## [Exercise data]
■ ■ ■ ■
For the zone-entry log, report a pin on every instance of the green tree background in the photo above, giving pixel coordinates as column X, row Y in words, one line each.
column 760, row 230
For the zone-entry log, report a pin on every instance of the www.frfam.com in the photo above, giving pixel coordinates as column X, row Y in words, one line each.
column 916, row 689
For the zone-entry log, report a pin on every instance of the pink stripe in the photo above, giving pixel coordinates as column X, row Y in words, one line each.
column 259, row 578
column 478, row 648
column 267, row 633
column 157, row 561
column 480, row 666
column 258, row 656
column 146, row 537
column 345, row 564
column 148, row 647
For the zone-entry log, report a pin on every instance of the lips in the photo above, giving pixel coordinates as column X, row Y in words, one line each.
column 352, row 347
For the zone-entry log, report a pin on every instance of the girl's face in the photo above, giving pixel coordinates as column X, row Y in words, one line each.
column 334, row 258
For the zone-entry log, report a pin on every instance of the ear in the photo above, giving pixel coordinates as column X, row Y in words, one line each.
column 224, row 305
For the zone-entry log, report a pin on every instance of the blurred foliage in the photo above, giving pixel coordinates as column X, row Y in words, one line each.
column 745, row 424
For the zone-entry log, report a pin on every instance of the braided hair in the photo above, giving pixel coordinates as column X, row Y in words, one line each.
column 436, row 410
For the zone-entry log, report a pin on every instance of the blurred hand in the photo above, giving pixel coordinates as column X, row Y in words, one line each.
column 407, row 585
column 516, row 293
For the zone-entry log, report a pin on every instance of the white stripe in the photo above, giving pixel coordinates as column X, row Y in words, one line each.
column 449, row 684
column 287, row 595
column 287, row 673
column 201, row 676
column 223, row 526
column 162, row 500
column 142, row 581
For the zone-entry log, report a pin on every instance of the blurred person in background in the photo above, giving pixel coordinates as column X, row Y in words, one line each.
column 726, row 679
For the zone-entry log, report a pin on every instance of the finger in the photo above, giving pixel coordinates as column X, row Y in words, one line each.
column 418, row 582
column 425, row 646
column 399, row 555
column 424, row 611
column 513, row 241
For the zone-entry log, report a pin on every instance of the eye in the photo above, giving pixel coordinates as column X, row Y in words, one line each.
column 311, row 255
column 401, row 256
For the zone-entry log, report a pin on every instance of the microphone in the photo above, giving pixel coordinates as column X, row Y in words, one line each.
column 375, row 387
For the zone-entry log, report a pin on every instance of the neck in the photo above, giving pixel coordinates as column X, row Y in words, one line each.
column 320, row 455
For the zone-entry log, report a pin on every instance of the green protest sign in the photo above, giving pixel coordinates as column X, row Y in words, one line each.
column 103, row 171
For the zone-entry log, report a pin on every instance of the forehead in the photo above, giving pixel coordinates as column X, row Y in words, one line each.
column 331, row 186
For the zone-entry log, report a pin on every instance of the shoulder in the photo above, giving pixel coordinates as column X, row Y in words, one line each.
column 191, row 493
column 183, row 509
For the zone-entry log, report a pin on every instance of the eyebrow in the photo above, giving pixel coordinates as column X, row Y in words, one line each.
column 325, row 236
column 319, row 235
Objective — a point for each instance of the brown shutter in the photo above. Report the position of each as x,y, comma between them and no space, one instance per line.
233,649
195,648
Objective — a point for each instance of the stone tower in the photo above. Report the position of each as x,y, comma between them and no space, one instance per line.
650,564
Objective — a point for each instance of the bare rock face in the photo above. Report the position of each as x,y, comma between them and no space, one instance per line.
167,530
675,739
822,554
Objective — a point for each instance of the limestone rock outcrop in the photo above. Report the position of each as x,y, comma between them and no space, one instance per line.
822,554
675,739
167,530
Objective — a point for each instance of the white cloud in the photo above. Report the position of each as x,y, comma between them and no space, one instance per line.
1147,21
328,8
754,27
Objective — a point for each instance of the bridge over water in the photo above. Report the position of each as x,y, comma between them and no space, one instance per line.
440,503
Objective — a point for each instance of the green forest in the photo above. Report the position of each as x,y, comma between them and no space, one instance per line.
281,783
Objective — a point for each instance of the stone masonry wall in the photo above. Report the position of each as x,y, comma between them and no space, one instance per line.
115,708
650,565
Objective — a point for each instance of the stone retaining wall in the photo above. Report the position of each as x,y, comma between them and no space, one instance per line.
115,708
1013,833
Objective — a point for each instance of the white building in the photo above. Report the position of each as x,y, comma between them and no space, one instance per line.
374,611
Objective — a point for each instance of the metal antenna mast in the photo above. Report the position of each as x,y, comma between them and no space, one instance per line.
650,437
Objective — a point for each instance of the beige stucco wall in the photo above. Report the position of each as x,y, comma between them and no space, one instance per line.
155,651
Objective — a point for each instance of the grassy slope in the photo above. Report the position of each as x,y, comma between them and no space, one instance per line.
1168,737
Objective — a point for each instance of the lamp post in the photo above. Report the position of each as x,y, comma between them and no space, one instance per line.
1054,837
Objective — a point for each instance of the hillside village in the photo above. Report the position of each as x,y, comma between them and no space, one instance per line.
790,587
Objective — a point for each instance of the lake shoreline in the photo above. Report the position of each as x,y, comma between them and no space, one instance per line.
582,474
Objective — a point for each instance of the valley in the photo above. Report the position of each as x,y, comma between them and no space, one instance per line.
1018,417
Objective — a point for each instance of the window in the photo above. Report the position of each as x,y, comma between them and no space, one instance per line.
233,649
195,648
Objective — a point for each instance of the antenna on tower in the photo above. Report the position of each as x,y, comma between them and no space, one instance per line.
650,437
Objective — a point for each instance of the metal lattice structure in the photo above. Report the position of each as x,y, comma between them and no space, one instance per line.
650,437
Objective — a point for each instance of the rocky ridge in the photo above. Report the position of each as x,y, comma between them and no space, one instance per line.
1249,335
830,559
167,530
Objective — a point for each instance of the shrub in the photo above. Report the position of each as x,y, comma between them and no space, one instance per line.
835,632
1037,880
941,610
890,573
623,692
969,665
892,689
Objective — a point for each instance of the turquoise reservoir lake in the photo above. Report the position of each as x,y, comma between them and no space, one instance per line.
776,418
■ ■ ■ ■
## [Instructions to follow]
The required output is the exact sequence of lines from the one containing "Objective — a point for each instance of the beige" through the end of the listing, both endpoints included.

## [Output for this exercise]
Objective — a point for each instance of the beige stucco wall in the photo above. Report the position of each as x,y, comma between them and no space, one instance per line.
155,651
Objective — a point for each instance of the grassy slope in the photo above. Report the position of each as x,y, comma between them and no space, one instance per line.
1168,737
Objective — a point for each instance of the lamp post in the photo above. Report the position of each as x,y, comma between them and no space, one instance per line.
1054,837
Objective — a point for each instance of the hillside village in the photo above. Report the position of each as x,y, comma between them and no space, one instance per line.
790,587
Objective — a point for each instance of the lake shoreline in the photo above. Report the position of each as x,y, comma between them and no space, one instance per line.
582,474
Objective — a point for each instance of the valley in the photo above. Report the position of each as x,y, comma between them and no space, one instance per line.
1018,417
Objective — a point for each instance of the window in the photo above. Report the position of each as x,y, comma between them and no space, one instance per line.
233,649
195,648
Objective — a point for each instance of the antenna on tower in the photo above. Report the position of each as x,y, comma between them and no space, one instance per line.
650,437
Objective — a point for each instance of the metal lattice structure in the photo above. Report the position of each as x,y, comma between them and no space, one instance per line.
650,437
Objective — a point for each instance of the rocky ridge in the photo above. Report the position of each as x,y, comma between them and no space, one instance per line.
1249,335
830,559
167,530
Objective — a point for each instance of the shrub in the photo above. Report the position of each as x,y, comma between them and no space, one instance per line.
835,632
1037,880
941,610
890,573
623,692
969,665
892,689
Objective — a point for each instance of the turquoise reservoir lake in the photo above. Report the position of each as x,y, comma between them and no space, one instance per line.
776,418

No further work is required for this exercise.